◆ Task to complete ◆
If a record holds a picture, skip the picture but print everything else exactly.

◆ Exercise materials ◆
━━━━━━━━━━━━━━━━━━━━━━━━━━━━━━

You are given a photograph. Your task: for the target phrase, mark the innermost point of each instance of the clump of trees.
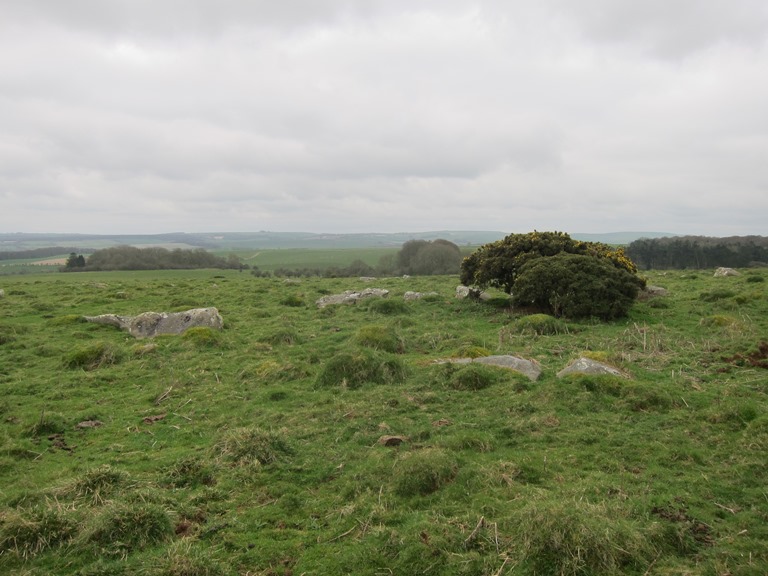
(132, 258)
(551, 272)
(428, 258)
(699, 252)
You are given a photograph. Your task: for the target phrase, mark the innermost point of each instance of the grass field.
(262, 449)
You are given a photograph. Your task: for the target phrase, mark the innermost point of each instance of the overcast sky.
(151, 116)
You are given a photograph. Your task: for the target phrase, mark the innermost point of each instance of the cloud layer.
(333, 115)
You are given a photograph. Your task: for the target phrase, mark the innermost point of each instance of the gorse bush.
(558, 275)
(576, 286)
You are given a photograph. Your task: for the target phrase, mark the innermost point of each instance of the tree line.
(696, 252)
(35, 253)
(415, 258)
(132, 258)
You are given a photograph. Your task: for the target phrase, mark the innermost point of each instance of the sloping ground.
(300, 440)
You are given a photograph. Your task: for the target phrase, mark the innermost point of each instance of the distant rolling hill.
(266, 240)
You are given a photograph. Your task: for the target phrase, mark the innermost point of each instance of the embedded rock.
(589, 366)
(726, 272)
(529, 368)
(410, 296)
(149, 324)
(351, 297)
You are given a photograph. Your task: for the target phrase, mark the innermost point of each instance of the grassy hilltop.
(301, 440)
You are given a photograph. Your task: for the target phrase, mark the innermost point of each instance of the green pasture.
(300, 440)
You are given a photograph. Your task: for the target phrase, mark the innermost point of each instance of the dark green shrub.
(92, 356)
(383, 338)
(424, 472)
(253, 445)
(576, 286)
(121, 529)
(353, 369)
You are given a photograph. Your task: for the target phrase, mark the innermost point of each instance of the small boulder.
(411, 296)
(589, 366)
(351, 297)
(149, 324)
(529, 368)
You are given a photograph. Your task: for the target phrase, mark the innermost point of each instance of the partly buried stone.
(149, 324)
(529, 368)
(410, 296)
(589, 366)
(351, 297)
(726, 272)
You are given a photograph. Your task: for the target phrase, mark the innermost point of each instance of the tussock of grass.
(388, 307)
(286, 336)
(537, 325)
(120, 529)
(383, 338)
(577, 538)
(190, 472)
(354, 369)
(423, 472)
(48, 423)
(716, 294)
(189, 559)
(92, 356)
(253, 445)
(97, 484)
(24, 533)
(202, 337)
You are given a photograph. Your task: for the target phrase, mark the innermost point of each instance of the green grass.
(256, 450)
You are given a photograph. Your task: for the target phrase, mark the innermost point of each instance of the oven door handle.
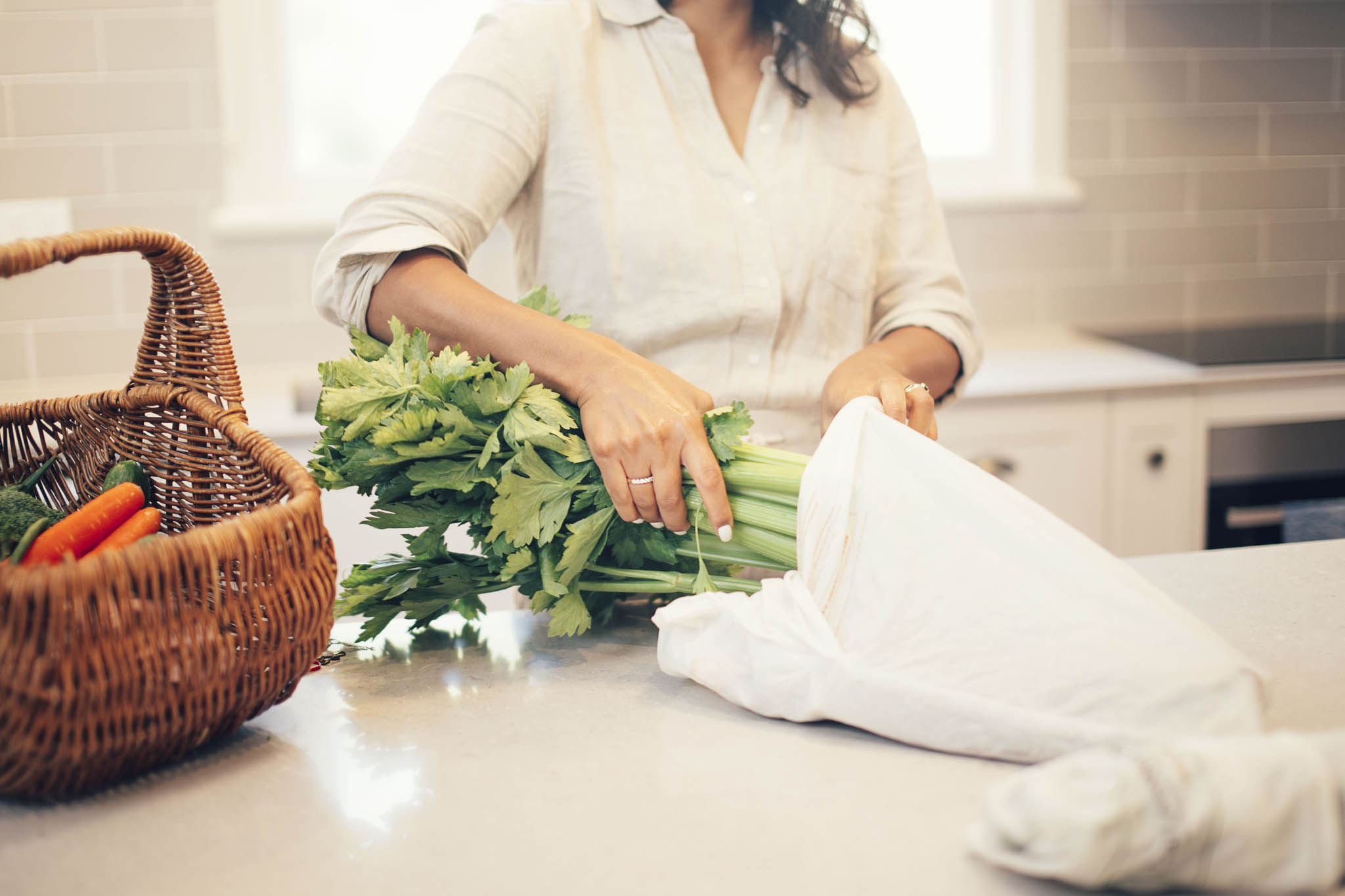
(1254, 517)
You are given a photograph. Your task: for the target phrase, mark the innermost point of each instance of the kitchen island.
(495, 761)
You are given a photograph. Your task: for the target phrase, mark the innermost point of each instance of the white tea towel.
(1216, 813)
(940, 608)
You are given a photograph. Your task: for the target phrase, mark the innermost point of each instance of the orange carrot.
(139, 526)
(87, 527)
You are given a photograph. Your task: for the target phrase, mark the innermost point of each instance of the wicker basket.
(131, 658)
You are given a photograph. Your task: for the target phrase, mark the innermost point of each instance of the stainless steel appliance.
(1259, 344)
(1271, 484)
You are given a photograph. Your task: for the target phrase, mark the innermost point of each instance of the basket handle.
(186, 339)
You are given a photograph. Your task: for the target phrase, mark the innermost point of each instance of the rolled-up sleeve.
(471, 150)
(917, 280)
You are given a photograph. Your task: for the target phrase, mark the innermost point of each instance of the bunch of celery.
(447, 440)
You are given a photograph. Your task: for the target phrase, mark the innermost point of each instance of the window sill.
(309, 222)
(268, 223)
(1057, 194)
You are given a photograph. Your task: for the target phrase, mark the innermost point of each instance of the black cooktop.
(1265, 344)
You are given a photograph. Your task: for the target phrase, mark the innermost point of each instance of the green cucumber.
(129, 472)
(29, 538)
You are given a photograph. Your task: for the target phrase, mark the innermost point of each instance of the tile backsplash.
(1208, 137)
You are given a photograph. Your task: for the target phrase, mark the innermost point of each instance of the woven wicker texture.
(129, 658)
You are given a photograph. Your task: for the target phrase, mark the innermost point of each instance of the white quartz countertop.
(1040, 359)
(513, 763)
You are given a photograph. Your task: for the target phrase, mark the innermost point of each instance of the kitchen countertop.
(1039, 359)
(510, 763)
(1029, 360)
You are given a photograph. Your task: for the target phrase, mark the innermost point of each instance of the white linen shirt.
(588, 125)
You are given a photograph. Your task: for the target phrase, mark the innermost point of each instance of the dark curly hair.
(817, 30)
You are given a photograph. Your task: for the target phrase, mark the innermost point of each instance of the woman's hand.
(643, 421)
(868, 373)
(906, 370)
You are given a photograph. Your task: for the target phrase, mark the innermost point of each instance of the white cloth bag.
(940, 608)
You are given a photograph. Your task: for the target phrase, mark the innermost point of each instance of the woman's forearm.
(920, 355)
(426, 289)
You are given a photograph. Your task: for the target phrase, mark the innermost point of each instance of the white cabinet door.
(1052, 450)
(1155, 480)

━━━━━━━━━━━━━━━━━━━━━━━━━━━━━━

◆ Solution below ◆
You are given a photograph. Your task: for the target phrase, mark the innermost point of each instance of the clump of trees.
(132, 258)
(551, 272)
(428, 258)
(699, 252)
You are given a photograph. Your task: for the target phrase, mark the innermost point of each instance of the grass field.
(262, 449)
You are given a photograph. Your task: for the target phrase, mark the innermost point of each instance of the overcast sky.
(151, 116)
You are given a photograph. Your task: for the target phrase, mark the innermost point of each instance of the cloud layer.
(333, 115)
You are given a photograph. Your task: for the target phrase, mark the innermost point of each instance of the gorse bush.
(558, 275)
(576, 286)
You are given a photograph. Your task: for the target phrase, mark the innermost point of each instance of the tree line.
(696, 252)
(35, 253)
(415, 258)
(132, 258)
You are given a photograph. Your task: for the target phrase, mark the innermost point of each instance of the sloping ground.
(300, 440)
You are given a photograph. Your task: for the target phrase, mark the innermost point of each instance of the distant rolling hill.
(266, 240)
You are given a photograph. Your task: for the target phrase, mark the innermost point of each instance of the embedded rock.
(589, 366)
(726, 272)
(529, 368)
(410, 296)
(149, 324)
(351, 297)
You are given a photograph. Your task: for the target phrase, mark the innermost point of each instance of the grassy hilltop.
(301, 440)
You are given a photograph. Your task: for the target phrase, mark the innermost point of each instance of the green pasture.
(300, 440)
You are given a photograph. Your task: for the target phrase, mark the innermost point of each instance of the dark green shrub.
(92, 356)
(383, 338)
(424, 472)
(253, 445)
(576, 286)
(121, 529)
(353, 369)
You are given a photograph. Your task: for the target phrase, mark the innermost point of each instance of the small boulder.
(411, 296)
(589, 366)
(351, 297)
(149, 324)
(529, 368)
You are given a photograph. Your task: for the target phrase, mark the innermost point of each instance of the partly buried stone.
(149, 324)
(529, 368)
(410, 296)
(589, 366)
(351, 297)
(726, 272)
You are given a photograph. Your task: for the target phrase, mark the innermost point of each instance of the tussock of grass.
(388, 307)
(286, 336)
(537, 325)
(120, 529)
(383, 338)
(577, 538)
(190, 472)
(354, 369)
(423, 472)
(48, 423)
(716, 294)
(189, 559)
(92, 356)
(253, 445)
(97, 484)
(24, 533)
(202, 337)
You are given a photograph. Your task: for the target phrase, mark the innermost point of each instance of the green grass.
(256, 450)
You are given a photograph. Your task: for the target phrase, mark the innermost point of each instance of the oven door handle.
(1254, 517)
You are given a photograph. Your task: for the target phrase, mark the innermost point of each instance of the kitchen island.
(495, 761)
You are given a photograph. Your task: for the target phrase, mark the innermost point of each instance of the white tea towel.
(1216, 813)
(940, 608)
You are given a photograph. Your task: for the target phrase, mark the innermost point of each instance of the orange carrot.
(139, 526)
(87, 527)
You are given a photograph. Your task: for the target phrase, mark the innermost point of each instance of the wicker basket.
(131, 658)
You are given a photograph. Your task: for the target phrase, mark the innermost point of each instance of the stainless steel appliance.
(1259, 344)
(1271, 484)
You are given a photograph. Your task: for the target phrase, mark the innermost point of each instance of the basket handle.
(186, 339)
You are given a photograph. Your task: for the target phrase, mark the innermost point of each instance of the rolled-up sleeve.
(471, 150)
(917, 280)
You are given a photograph. Your task: for the target phrase, mark the innermost point of each instance of the bunch of celery.
(447, 440)
You are given a photograph. Your task: for the target phrase, mark the innermost point of each instance of the window sill.
(309, 222)
(268, 223)
(1057, 194)
You are given a photograph. Your task: for the target phrase, mark the innermost point of each instance of the black cooktop.
(1265, 344)
You are given a photograph. Your task: for the target phrase, mark the innermost point of each instance of the green cucumber.
(129, 472)
(29, 538)
You are given a photograph. Your task: for the target phrase, mark the innermost point of each instance of the tile backsplash.
(1208, 137)
You are given a photograph. Your task: for the target phrase, mark the innermost point of each instance of the woven wicker texture.
(129, 658)
You are given a photograph. Your task: for the target phrase, mark the innermost point of each instance of the white quartz countertop.
(1040, 359)
(513, 763)
You are given a photograph. Your task: for the target phrase, mark the innermost point of each instance of the kitchen countertop.
(1039, 359)
(510, 763)
(1029, 360)
You are given a photograph. Your task: for the target phrase, mark the innermost point of each instance of the white linen shirt.
(588, 125)
You are given a photograph. Your task: for the target phrase, mark the innermost point of each instance of the dark curly hair.
(817, 30)
You are given a photograph. Your task: for the target phrase, mark the innermost point of each instance of the woman's hand.
(643, 421)
(868, 373)
(906, 370)
You are given a photograph. Your task: for the target phrase, mark the innermost point of each instance of the white cloth bag.
(940, 608)
You are given a photograph. Your task: for the target phrase, mark the innermost point of each instance of the woman's forearm.
(920, 355)
(426, 289)
You are given a photograph. Your task: for the target phrase, mark the innermost point of each instance of the white cabinet door.
(1052, 450)
(1155, 480)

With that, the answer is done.